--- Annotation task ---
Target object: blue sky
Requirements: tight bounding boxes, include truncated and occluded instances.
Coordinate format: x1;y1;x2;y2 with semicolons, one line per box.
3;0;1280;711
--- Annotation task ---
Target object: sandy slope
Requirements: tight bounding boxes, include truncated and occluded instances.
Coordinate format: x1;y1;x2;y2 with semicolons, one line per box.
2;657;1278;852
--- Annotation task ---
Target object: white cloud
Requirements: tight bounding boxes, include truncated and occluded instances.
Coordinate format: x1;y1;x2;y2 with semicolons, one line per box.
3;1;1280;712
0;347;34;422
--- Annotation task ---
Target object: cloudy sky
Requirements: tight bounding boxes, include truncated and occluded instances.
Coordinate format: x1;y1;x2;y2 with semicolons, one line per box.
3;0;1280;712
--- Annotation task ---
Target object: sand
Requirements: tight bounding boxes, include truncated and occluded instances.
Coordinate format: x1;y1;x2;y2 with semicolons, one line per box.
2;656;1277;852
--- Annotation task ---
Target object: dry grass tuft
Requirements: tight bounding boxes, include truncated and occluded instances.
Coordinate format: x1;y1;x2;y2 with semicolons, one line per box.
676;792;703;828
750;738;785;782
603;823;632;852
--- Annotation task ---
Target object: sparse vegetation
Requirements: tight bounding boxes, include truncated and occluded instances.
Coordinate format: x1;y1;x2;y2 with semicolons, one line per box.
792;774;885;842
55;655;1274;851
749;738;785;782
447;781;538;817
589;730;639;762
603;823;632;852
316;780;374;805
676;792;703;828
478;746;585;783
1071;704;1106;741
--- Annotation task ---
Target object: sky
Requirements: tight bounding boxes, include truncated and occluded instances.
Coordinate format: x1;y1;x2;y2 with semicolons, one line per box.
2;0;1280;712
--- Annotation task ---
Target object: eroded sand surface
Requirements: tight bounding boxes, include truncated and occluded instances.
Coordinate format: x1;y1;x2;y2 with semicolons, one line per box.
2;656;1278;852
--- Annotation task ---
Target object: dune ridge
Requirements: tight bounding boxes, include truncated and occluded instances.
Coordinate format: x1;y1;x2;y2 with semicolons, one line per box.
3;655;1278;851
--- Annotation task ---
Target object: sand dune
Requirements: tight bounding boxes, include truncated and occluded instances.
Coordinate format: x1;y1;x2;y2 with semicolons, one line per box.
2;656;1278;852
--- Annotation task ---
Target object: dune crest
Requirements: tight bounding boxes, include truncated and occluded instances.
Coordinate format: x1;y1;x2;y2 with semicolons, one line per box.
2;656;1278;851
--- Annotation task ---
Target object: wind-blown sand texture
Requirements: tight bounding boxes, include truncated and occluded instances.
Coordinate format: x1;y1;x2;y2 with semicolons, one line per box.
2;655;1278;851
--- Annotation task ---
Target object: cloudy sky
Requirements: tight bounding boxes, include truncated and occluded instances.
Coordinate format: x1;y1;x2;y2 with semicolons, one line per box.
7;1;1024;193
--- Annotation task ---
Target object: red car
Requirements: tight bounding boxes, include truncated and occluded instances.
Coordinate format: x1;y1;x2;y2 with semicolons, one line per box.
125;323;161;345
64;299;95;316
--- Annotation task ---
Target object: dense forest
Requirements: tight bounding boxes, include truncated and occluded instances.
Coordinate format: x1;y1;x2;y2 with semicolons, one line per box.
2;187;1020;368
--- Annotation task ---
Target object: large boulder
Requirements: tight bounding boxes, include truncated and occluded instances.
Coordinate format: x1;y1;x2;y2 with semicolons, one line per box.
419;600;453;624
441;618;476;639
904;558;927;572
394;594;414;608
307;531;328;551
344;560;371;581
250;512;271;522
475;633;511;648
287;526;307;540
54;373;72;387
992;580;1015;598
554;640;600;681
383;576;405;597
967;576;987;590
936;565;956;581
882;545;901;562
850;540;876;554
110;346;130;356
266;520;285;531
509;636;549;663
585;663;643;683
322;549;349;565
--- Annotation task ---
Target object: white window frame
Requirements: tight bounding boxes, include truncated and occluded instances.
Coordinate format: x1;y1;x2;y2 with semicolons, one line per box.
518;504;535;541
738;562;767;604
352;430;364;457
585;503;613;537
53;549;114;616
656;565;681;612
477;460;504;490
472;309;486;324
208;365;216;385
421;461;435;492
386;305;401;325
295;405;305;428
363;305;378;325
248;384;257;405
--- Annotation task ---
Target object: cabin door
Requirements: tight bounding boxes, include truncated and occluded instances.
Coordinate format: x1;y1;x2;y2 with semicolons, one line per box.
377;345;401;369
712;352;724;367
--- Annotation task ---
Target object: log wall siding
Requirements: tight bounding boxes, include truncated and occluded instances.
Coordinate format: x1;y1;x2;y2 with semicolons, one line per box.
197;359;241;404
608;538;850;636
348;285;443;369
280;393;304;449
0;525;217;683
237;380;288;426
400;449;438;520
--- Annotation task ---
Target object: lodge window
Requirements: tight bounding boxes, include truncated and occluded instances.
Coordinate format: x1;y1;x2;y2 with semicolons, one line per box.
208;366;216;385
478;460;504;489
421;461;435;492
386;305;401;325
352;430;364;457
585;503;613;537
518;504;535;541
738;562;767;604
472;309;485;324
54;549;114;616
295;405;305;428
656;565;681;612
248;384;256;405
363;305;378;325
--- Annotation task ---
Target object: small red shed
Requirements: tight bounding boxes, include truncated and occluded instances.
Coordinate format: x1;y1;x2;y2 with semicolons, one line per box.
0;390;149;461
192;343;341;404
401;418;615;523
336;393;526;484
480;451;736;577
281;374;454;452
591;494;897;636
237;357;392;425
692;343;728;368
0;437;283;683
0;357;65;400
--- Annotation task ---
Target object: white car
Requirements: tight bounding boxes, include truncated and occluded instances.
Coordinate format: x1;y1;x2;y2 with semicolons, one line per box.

■ ■ ■ ■ ■ ■ ■

Problem to work on – Output every line of the listing word for word.

Exercise answer –
--- Annotation task ---
Target object: blue sky
Requirements: tight bounding boxes, include truncated and occluded instances.
Coordinate format: x1;y1;x2;y2 with semicolons, one line per box.
3;0;1280;711
--- Annotation task ---
Target object: sandy slope
Requirements: tight bounding boxes, include truncated and occluded instances.
Coordinate format: x1;y1;x2;y2 with semicolons, one line per box.
2;657;1278;852
--- Annotation task ---
Target object: white cloud
Requirements: tight bounding boxes, include truncated and occluded instances.
Coordinate format: x1;y1;x2;y2 with semicolons, one line per box.
3;1;1280;712
0;347;34;422
--- Annotation task ---
Target object: cloudy sky
Requirements: tight bounding boxes, include truncated and occluded instances.
Coordinate format: x1;y1;x2;y2 with semicolons, one line per box.
3;0;1280;712
--- Annotation task ---
Target object: sand
Requirements: tight bounding boxes, include truncated and occluded instances.
Coordinate format: x1;y1;x2;y2 with semicolons, one line per box.
2;656;1277;852
--- Annotation task ---
Target object: dry grass tuft
Requirements: tight bounding boxes, include truncated and occluded instances.
Coordinate format: x1;y1;x2;y2 with semicolons, one line per box.
676;792;703;828
750;738;785;782
603;823;632;852
--- Annotation task ---
Target object: sparse vegetation
Requirements: tight bounding boxes, include truncated and occluded instances.
Coordinate format: x1;y1;x2;y2 with semicolons, one line per box.
792;774;885;842
55;655;1274;851
749;738;785;782
447;781;538;817
589;730;639;762
603;823;632;852
316;780;374;805
676;792;703;828
478;746;585;783
1071;704;1106;741
--- Annotation task ---
Target object: sky
Requirements: tight bounding boxes, include truncated and occluded instances.
Coordinate format: x1;y1;x2;y2 with semicolons, one line per box.
2;0;1280;712
--- Annotation task ---
Target object: eroded sand surface
Requirements: tight bounding boxes, include truncated and occluded instances.
Coordinate format: x1;y1;x2;y2 with semicolons, one line per box.
2;656;1278;852
--- Annotation task ---
Target object: dune ridge
Requirements: tight bounding boxes, include truncated and occluded instances.
Coordinate format: x1;y1;x2;y2 with semicolons, one line per box.
3;655;1278;851
--- Annotation task ---
Target object: sand dune
Requirements: tight bounding boxes, include truncated and occluded instances.
Coordinate format: x1;y1;x2;y2 with semicolons, one line per box.
2;656;1278;852
--- Annotation task ---
Target object: dune crest
Requirements: tight bounding boxes, include truncated and occluded instances.
Coordinate format: x1;y1;x2;y2 with semicolons, one line per box.
2;656;1278;851
--- Annotation task ---
Target object: wind-blown sand texture
Requirements: tight bounding boxes, include truncated and occluded instances.
Coordinate format: x1;y1;x2;y2 with semicolons, one line per box.
2;655;1278;851
--- Annotation task ---
Target object: cloudy sky
Requirements: tight bounding boxes, include truncated and occluded instances.
Coordinate format: x1;y1;x2;y2 with semicolons, one line per box.
7;1;1024;193
--- Annotation task ---
Target object: red car
Requirements: tight bounding boxes, include truncated and occluded instances.
Coordinate format: x1;y1;x2;y2 with semicolons, one line per box.
125;323;161;345
64;299;95;316
--- Annotation task ---
Target object: dense forest
Requirements: tight bounding boxes, include truncated and occluded instances.
Coordinate format: x1;y1;x2;y2 with semicolons, one line per box.
2;187;1020;368
--- Annotation task ---
Target object: large boulder
Requirements: tight bounding boxes, include truncated and occluded instances.
Coordinate format: x1;y1;x2;y2 with semicolons, one line per box.
419;600;453;624
441;618;476;639
904;558;927;572
394;594;414;608
307;531;328;551
344;560;371;581
250;512;271;522
475;633;511;648
287;526;307;540
54;373;72;387
992;580;1015;598
554;640;600;681
383;576;405;597
967;576;987;590
936;565;956;581
882;545;901;562
850;540;876;554
110;346;130;356
266;520;285;531
509;636;549;663
585;663;643;683
322;549;349;565
--- Annotation task ---
Target object: white window frame
Requirements: tight bounding boxes, include truncated and occluded instances.
Coordinate format: x1;y1;x2;y2 with semicolons, one line per box.
518;504;535;541
738;562;767;604
352;430;364;457
585;503;613;537
53;549;114;616
656;565;681;612
477;460;504;490
472;309;486;324
208;365;216;385
421;461;435;492
386;305;401;325
295;405;305;428
363;305;378;325
248;384;257;405
--- Annotation task ---
Target object: cabin door
Requirements: tight bounding boxes, include truncated and occluded instances.
Coordinate format: x1;y1;x2;y2 with semicolons, one line per box.
377;345;401;369
712;352;724;367
--- Annotation task ---
Target object: log wall siding
Requirements: tight bounding boxes, include truncated and occluded instances.
Coordinate format: x1;y1;x2;y2 with semicolons, one line per box.
197;359;241;404
608;538;850;636
348;285;443;369
280;393;304;449
0;525;217;683
237;380;288;426
400;449;438;520
--- Annotation task ---
Target object: lodge window
Requirements: tight bounding boxes, include truncated and occluded instances.
Coordinate format: x1;y1;x2;y2 with semicolons, one line per box.
208;366;216;385
478;460;504;489
421;461;435;492
386;305;401;325
352;430;364;457
585;503;613;537
518;504;535;541
738;562;767;604
472;309;485;324
54;549;114;616
295;405;305;428
656;565;681;612
248;384;256;405
363;305;378;325
--- Annotation task ---
Target object: small red shed
Requirements: tight bounding boxes, include truncated and occluded instances.
Coordinate format: x1;y1;x2;y2 with semicolons, one line per box.
0;390;149;461
192;343;341;404
401;418;615;523
336;393;526;484
480;451;736;577
281;374;454;452
591;494;897;636
237;357;392;425
692;343;728;368
0;437;283;683
0;357;65;400
--- Annotation task ---
Target object: white car
Requirements: tight bounding boxes, include truncated and occluded instances.
Coordinate format: x1;y1;x2;y2 with semicolons, one line per box.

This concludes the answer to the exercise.